**Work to complete**.
Count the lines of the records that contain the string "side" with case counted, and give only that number.

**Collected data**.

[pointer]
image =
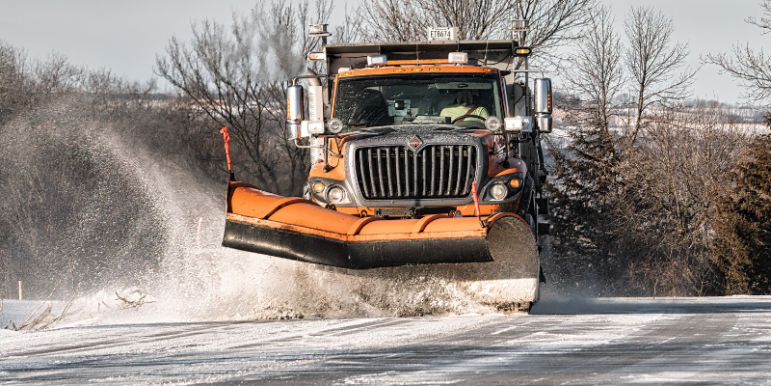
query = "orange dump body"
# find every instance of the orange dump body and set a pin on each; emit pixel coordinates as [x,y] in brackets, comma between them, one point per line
[298,229]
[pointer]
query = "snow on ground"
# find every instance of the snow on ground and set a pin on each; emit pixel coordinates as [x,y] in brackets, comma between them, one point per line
[610,341]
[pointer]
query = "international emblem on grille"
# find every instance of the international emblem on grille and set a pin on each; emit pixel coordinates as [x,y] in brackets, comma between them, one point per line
[415,143]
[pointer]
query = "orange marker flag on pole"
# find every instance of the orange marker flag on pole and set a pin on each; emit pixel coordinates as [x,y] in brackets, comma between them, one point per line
[226,136]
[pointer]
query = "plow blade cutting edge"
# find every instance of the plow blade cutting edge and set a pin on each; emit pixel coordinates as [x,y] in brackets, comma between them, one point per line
[498,263]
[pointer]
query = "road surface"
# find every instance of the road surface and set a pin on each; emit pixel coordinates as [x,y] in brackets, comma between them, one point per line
[579,342]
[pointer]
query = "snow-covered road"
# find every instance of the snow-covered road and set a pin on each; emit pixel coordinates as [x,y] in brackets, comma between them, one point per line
[578,342]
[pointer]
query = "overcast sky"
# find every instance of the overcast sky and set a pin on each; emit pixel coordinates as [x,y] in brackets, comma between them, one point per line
[125,36]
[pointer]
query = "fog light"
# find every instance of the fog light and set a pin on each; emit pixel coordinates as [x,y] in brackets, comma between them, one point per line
[336,195]
[498,191]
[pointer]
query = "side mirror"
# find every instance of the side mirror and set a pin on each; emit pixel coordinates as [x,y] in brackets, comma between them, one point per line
[295,111]
[542,102]
[518,124]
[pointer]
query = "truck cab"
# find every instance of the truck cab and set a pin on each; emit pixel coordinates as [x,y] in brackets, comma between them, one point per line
[412,129]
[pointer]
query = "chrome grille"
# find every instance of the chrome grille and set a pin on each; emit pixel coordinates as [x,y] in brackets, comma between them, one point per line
[436,171]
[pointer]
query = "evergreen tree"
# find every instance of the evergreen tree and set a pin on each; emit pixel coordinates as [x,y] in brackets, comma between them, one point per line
[742,245]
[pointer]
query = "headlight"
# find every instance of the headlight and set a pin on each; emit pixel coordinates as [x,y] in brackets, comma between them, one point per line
[499,191]
[493,123]
[336,195]
[335,126]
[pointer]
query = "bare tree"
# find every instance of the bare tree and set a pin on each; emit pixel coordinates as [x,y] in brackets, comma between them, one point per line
[654,62]
[407,20]
[17,84]
[596,71]
[236,78]
[752,68]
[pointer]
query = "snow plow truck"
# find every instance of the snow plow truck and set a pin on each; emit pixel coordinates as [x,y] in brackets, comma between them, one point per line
[426,158]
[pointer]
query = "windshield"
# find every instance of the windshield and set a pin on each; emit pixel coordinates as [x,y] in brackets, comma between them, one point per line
[461,99]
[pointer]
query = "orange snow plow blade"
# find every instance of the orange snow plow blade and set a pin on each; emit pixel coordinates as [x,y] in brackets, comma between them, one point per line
[298,229]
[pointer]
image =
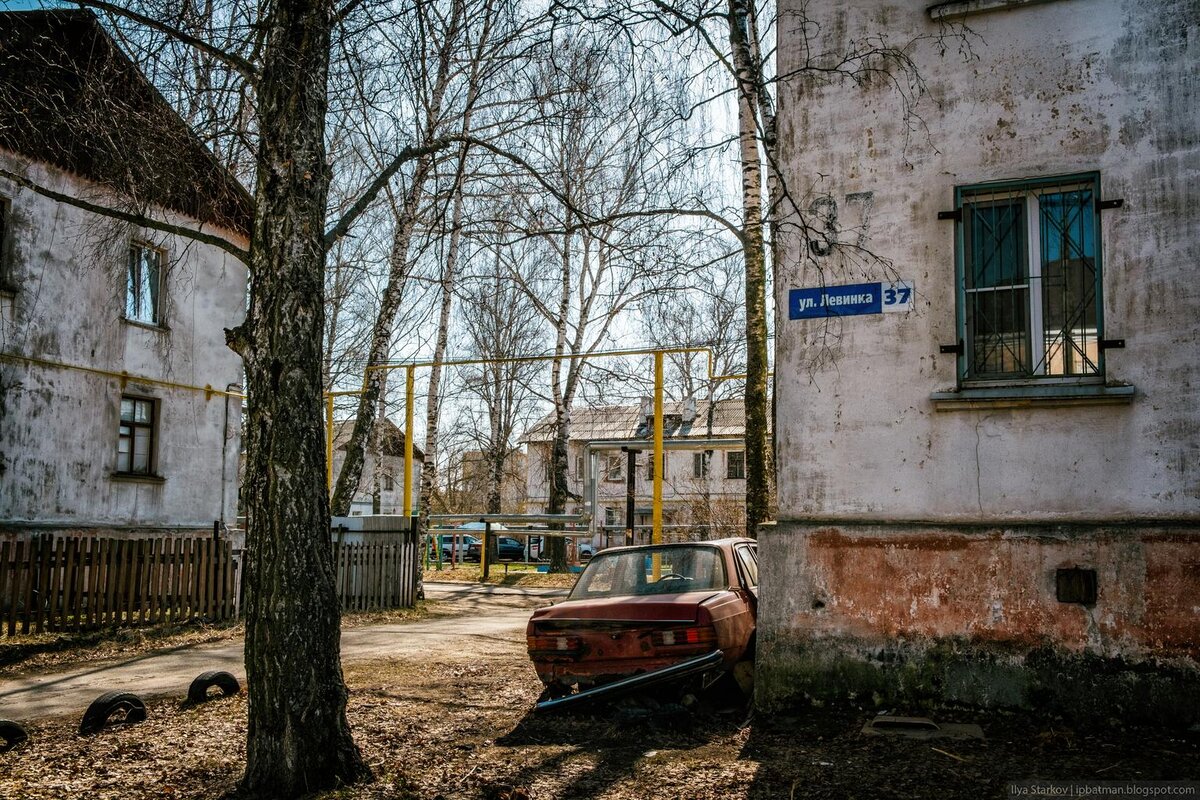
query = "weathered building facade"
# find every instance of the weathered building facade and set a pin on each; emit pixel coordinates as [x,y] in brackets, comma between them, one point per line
[120,407]
[703,487]
[990,497]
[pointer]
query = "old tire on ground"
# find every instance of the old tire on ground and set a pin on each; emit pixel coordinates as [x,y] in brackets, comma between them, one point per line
[108,704]
[198,692]
[12,733]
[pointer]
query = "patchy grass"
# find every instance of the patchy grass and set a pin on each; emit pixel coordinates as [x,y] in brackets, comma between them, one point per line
[41,653]
[456,725]
[515,577]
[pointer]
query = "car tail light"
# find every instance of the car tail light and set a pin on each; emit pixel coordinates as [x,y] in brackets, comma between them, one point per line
[555,645]
[685,639]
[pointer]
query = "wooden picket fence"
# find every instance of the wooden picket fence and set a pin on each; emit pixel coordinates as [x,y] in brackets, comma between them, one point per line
[378,572]
[73,583]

**Response below**.
2